■ Task prompt ■
Show each line of the listing below that contains the word "horizontal".

Records from a data collection:
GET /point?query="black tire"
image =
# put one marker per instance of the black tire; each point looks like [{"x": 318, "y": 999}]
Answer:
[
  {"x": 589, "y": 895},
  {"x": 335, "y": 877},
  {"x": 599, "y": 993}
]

--

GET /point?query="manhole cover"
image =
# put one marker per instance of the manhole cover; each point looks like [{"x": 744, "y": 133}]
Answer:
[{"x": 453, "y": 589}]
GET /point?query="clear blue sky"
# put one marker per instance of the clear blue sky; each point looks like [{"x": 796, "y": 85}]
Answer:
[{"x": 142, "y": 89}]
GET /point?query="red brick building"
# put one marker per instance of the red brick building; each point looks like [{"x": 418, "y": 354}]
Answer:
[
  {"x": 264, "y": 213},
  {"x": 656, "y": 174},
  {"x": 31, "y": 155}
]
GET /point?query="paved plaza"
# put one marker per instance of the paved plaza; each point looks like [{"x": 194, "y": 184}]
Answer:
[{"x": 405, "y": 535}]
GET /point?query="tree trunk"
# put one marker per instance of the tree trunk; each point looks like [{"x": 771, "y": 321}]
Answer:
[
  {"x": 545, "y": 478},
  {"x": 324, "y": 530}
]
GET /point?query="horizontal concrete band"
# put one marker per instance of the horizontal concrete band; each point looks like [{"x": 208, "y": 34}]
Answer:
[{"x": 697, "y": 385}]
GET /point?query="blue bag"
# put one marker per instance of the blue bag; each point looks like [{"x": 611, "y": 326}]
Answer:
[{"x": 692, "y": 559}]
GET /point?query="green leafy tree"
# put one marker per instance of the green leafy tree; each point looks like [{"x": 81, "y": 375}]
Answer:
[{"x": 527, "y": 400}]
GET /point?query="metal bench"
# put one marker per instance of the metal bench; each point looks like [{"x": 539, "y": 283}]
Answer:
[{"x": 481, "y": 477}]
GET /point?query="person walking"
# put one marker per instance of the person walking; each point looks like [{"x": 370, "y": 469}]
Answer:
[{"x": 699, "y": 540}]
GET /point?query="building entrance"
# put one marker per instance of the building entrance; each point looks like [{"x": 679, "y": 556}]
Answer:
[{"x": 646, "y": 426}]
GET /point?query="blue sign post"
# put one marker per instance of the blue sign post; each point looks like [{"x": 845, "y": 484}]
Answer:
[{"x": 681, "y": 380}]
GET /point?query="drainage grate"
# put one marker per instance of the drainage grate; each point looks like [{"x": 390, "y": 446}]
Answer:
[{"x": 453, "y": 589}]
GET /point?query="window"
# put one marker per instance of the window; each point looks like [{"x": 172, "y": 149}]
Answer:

...

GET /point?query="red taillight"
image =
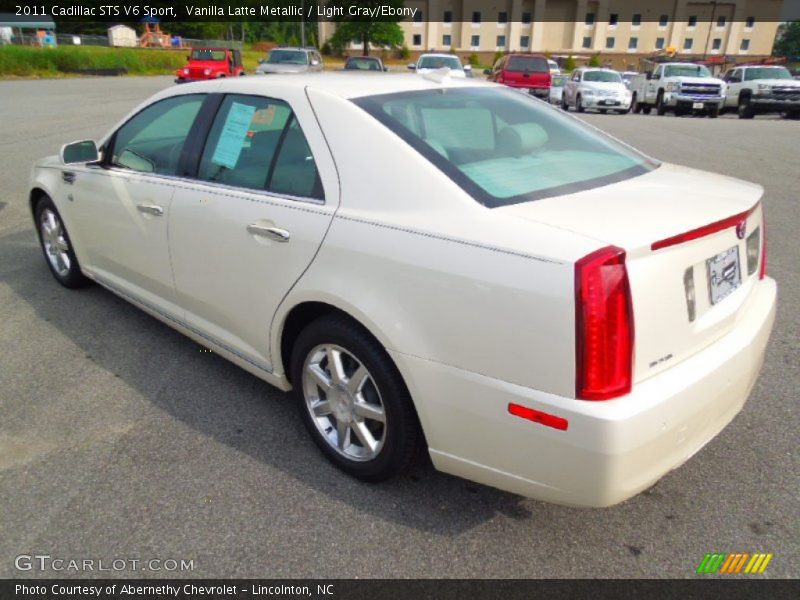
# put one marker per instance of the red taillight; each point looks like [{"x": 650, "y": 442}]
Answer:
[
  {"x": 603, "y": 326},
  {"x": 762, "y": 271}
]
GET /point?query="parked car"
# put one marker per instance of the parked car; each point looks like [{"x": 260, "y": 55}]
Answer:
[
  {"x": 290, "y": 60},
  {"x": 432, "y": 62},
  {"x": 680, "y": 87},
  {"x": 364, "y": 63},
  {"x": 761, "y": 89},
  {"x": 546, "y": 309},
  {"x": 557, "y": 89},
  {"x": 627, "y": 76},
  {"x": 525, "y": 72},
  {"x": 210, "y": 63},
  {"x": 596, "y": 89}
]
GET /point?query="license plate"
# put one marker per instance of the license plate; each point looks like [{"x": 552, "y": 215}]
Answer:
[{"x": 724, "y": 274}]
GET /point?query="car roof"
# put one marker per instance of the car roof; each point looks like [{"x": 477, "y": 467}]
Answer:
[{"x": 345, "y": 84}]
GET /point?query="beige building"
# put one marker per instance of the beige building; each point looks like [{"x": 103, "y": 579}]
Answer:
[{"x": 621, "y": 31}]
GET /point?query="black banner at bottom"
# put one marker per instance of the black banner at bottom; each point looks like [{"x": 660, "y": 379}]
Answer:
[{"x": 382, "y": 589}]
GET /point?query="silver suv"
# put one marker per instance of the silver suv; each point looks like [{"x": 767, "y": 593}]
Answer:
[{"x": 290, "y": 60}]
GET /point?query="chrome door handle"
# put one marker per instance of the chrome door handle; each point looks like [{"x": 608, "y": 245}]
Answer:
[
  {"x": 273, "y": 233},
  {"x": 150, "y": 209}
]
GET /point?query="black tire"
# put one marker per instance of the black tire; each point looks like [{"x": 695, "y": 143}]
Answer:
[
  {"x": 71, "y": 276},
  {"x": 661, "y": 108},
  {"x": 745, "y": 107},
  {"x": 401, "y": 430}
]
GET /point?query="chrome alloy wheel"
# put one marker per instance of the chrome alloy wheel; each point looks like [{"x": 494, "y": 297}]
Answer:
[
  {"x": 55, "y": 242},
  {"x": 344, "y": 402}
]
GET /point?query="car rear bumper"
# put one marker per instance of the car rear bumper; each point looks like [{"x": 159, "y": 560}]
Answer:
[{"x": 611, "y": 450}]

■ Solution to this problem ■
GET /point?query="horizontal concrete band"
# put one marker per instance of the horizontal concrete band; each point looks like [{"x": 208, "y": 34}]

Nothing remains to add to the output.